## ACTIVITY 1
In the thread on LLM determinism, which property of floating point multiplication is cited as a reason deployed LLMs produce non-deterministic results?
## ACTIVITY 2
Print the thread on LLM determinism from "Almost all serious" up to and including "a fixed seed.".

## EXCERPTED TEXT
● ● ● ●

← Back to context

Comment by llm_nerd

21 hours ago

That non-deterministic claim, along with the rather ludicrous claim that this is all just some accidental self-awareness of the model or something (rather than Elon clearly and obviously sticking his fat fingers into the machine), make the linked piece technically dubious.

A baked LLM is 100% deterministic. It is a straightforward set of matrix algebra with a perfectly deterministic output at a base state. There is no magic quantum mystery machine happening in the model. We add a randomization -- the seed or temperature -- to as a value-add randomize the outputs in the intention of giving creativity. So while it might be true that "in the customer-facing default state an LLM gives non-deterministic output", this is not some base truth about LLMs.

LLMs work using huge amounts of matrix multiplication.

Floating point multiplication is non-associative:

  a = 0.1, b = 0.2, c = 0.3
  a * (b * c) = 0.006
  (a * b) * c = 0.006000000000000001

Almost all serious LLMs are deployed across multiple GPUs and have operations executed in batches for efficiency.

As such, the order in which those multiplications are run depends on all sorts of factors. There are no guarantees of operation order, which means non-associative floating point operations play a role in the final result.

This means that, in practice, most deployed LLMs are non-deterministic even with a fixed seed.

That's why vendors don't offer seed parameters accompanied by a promise that it will result in deterministic results - because that's a promise they cannot keep.

Here's an example: https://cookbook.openai.com/examples/reproducible_outputs_wi...

> Developers can now specify seed parameter in the Chat Completion request to receive (mostly) consistent outputs. [...] There is a small chance that responses differ even when request parameters and system_fingerprint match, due to the inherent non-determinism of our models.

  • >That's why vendors don't offer seed parameters accompanied by a promise that it will result in deterministic results - because that's a promise they cannot keep.

    They absolutely can keep such a promise, which anyone who has worked with LLMs could confirm. I can run a sequence of tokens through a large LLMs thousands of times and get identical results every time (and have done precisely this! In fact, in one situation it was a QA test I built). I could run it millions of times and get exactly the same final layer every single time.

    They don't want to keep such a promise because it limits flexibility and optimizations available when doing things at a very large scale. This is not an LLM thing, and saying "LLMs are non-deterministic" is simply wrong, even if you can find an LLM purveyor who decided to make choices where they no longer have any interest in such an outcome. And FWIW, non-associative floating point arithmetic is usually not the reason.

    It's like claiming that a chef cannot do something that McDonalds and Burger King don't do, using those purveyors as an example of what is possible when cooking. Nothing works like that.

● ● ● ●

Stored data entries:
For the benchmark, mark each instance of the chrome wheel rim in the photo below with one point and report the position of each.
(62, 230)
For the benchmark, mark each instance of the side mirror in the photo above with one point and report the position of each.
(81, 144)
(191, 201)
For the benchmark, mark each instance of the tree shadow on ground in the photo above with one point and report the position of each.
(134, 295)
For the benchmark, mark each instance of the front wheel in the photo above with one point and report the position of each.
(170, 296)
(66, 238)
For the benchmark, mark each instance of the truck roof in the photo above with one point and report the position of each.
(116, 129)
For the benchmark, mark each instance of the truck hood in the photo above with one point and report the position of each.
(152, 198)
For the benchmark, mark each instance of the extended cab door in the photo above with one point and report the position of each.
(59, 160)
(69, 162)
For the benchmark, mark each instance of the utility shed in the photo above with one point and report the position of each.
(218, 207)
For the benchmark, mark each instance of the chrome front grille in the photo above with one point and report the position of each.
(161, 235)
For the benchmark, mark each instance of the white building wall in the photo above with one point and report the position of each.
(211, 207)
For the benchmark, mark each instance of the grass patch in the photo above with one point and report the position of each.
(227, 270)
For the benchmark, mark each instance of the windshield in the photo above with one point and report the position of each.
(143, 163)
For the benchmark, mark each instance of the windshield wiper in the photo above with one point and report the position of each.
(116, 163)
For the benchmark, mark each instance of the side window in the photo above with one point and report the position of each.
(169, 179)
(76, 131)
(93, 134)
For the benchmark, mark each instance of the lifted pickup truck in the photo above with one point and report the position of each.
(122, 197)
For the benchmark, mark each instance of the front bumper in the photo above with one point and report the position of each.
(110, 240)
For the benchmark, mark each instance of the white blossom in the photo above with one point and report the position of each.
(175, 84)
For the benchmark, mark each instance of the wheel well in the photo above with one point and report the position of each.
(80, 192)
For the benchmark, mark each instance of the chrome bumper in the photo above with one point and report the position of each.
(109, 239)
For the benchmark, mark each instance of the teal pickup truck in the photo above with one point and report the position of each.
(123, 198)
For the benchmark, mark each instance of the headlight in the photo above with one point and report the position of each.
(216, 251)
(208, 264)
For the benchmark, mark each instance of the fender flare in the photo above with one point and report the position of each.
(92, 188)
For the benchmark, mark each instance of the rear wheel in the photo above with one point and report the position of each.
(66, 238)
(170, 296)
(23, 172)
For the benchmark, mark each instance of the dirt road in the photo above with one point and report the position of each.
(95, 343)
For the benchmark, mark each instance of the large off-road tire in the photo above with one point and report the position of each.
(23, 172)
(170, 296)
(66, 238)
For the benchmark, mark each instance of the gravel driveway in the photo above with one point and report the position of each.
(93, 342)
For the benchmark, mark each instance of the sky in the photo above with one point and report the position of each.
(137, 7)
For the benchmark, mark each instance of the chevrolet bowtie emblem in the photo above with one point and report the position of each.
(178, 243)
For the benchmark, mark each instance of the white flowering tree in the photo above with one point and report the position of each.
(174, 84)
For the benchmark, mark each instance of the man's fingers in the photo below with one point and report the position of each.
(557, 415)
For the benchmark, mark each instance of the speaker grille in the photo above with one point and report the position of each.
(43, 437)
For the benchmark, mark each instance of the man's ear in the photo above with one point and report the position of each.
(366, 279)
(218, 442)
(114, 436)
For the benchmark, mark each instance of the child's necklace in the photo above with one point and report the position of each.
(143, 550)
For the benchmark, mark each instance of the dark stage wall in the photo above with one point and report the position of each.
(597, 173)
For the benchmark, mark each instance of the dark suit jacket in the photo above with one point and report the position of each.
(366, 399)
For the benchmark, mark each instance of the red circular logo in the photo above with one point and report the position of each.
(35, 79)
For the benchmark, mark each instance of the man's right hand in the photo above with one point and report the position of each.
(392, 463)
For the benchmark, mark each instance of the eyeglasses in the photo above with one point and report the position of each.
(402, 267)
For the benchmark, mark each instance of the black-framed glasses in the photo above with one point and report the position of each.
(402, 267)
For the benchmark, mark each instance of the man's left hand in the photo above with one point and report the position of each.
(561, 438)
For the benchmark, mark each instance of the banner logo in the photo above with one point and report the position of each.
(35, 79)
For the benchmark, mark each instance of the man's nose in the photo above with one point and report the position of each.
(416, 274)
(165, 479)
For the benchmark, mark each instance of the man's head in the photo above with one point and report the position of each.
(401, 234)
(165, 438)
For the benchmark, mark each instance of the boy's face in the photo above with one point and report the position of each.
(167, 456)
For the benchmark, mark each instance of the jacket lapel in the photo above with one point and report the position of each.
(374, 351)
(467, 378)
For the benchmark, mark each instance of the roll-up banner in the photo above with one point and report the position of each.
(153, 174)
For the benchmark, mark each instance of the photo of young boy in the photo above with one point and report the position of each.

● ● ● ●

## TASK ANSWER 1
Floating point multiplication is non-associative.

## TASK ANSWER 2
Almost all serious LLMs are deployed across multiple GPUs and have operations executed in batches for efficiency.

As such, the order in which those multiplications are run depends on all sorts of factors. There are no guarantees of operation order, which means non-associative floating point operations play a role in the final result.

This means that, in practice, most deployed LLMs are non-deterministic even with a fixed seed.